(Referring expression pointing data)
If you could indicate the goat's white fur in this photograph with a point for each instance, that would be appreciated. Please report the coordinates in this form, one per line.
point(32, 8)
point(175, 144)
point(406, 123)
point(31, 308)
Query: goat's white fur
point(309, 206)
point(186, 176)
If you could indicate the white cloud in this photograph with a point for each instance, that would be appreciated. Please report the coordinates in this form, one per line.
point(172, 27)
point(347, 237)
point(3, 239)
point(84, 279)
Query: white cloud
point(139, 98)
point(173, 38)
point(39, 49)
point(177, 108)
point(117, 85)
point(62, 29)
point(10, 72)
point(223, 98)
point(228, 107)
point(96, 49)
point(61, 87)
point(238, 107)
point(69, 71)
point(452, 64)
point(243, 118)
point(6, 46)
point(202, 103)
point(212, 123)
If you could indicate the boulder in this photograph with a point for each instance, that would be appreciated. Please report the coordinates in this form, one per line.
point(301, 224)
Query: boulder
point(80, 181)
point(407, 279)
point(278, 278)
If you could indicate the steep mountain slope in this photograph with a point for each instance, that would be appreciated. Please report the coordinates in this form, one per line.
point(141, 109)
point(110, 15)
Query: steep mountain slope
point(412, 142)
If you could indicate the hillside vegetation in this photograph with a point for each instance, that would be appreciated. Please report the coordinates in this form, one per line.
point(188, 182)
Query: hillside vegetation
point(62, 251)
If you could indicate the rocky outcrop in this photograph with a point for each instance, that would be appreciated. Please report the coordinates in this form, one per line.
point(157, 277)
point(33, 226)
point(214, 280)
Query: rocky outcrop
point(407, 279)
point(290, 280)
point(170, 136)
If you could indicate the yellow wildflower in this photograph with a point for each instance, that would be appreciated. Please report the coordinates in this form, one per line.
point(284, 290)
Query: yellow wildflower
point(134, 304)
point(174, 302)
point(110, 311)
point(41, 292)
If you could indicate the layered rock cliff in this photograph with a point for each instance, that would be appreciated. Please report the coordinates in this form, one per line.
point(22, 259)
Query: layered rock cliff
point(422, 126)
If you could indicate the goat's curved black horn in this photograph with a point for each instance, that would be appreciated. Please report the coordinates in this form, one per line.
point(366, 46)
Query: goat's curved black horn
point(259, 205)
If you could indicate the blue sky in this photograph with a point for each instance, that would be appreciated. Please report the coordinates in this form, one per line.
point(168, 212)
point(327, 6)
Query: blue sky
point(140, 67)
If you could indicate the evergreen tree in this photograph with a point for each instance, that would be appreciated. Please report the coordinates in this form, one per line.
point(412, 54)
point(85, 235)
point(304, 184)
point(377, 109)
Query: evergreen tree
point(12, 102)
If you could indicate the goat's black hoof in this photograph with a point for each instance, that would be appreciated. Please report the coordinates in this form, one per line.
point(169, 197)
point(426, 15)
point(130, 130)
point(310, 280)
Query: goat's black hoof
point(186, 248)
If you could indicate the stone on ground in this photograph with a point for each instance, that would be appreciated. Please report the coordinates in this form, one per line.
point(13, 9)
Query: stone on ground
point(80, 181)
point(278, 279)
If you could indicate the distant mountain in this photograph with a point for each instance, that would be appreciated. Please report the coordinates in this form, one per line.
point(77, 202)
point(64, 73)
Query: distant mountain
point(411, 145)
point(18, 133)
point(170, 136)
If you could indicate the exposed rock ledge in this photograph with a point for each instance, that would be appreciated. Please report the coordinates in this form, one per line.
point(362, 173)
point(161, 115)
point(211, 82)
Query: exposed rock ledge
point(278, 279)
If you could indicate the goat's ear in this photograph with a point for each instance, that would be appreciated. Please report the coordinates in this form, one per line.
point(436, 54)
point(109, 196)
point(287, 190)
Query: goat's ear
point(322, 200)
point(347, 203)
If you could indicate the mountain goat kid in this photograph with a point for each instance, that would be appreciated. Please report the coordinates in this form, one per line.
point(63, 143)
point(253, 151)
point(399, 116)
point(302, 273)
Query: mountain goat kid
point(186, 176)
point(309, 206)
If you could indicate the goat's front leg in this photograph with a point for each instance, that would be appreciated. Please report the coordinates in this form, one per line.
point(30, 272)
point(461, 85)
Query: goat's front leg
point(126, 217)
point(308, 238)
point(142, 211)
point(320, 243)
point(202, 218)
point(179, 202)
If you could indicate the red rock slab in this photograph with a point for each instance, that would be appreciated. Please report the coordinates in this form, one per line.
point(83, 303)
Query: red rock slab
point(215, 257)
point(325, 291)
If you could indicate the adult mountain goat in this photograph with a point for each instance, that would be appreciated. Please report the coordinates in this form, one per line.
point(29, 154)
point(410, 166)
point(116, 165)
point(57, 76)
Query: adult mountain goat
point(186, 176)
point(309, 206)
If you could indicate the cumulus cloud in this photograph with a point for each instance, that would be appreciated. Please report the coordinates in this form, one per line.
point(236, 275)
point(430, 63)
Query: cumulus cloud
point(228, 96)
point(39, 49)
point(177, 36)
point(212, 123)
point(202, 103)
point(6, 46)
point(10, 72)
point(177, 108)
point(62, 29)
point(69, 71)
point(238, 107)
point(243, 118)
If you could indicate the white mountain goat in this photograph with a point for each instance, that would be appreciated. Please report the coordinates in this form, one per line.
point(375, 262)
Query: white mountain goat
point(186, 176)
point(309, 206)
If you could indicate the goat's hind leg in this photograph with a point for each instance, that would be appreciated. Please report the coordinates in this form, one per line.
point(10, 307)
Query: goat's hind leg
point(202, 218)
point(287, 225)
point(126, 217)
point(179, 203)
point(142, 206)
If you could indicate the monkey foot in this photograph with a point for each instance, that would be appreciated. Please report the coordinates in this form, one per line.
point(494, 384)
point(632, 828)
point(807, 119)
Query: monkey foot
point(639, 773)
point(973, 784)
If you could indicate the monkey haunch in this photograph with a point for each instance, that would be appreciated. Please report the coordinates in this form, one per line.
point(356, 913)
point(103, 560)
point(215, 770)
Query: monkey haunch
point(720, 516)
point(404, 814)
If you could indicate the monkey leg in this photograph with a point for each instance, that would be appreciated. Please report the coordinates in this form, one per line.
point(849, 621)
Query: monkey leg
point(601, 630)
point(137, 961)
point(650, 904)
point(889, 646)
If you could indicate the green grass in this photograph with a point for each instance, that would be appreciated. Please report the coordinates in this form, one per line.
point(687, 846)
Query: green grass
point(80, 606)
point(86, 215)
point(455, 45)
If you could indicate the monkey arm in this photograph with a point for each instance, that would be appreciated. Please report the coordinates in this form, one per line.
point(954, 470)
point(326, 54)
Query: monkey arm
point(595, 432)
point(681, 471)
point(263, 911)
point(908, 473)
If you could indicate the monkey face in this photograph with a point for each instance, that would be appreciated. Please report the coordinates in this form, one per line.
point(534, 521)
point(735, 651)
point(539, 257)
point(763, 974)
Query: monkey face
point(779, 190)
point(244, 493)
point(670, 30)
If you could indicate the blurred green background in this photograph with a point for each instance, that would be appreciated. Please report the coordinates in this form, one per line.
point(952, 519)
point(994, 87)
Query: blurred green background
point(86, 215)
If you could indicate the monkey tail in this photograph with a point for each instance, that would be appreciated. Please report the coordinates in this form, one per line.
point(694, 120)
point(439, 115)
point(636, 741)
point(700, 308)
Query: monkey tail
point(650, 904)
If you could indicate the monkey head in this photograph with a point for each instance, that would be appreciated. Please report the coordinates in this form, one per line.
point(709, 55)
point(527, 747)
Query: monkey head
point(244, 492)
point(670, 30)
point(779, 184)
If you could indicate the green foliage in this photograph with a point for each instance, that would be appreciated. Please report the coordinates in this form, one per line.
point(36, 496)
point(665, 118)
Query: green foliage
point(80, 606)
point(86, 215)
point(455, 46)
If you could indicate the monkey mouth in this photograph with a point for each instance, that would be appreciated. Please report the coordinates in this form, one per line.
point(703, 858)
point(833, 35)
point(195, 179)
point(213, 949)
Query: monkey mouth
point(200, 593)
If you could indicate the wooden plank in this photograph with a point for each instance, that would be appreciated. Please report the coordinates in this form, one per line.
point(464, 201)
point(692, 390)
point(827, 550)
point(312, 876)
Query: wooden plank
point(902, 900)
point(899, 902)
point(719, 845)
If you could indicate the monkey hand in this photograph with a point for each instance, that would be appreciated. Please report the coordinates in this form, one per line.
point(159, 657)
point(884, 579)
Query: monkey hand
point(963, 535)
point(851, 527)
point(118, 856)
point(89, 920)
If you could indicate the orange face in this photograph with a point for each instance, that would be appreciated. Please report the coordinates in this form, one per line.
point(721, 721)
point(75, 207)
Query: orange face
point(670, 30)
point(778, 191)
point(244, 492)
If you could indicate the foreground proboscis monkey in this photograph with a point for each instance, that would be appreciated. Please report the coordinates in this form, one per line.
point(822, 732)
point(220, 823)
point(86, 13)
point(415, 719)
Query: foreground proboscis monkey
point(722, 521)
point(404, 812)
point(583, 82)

**Task requirements:** Copy every line of the records above, starting with the first, up to and including the line containing "point(3, 239)".

**Reply to the task:**
If you could indicate the goat's white fur in this photograph with a point for each instance, that would be appreciated. Please report the coordinates in this form, one per line.
point(32, 8)
point(175, 144)
point(406, 123)
point(31, 308)
Query: goat's white fur
point(309, 206)
point(186, 176)
If you could indicate the white cloud in this photograph with a point for each instance, that would be appreciated. Please report the coordinates in this form, one per line.
point(172, 27)
point(347, 237)
point(3, 239)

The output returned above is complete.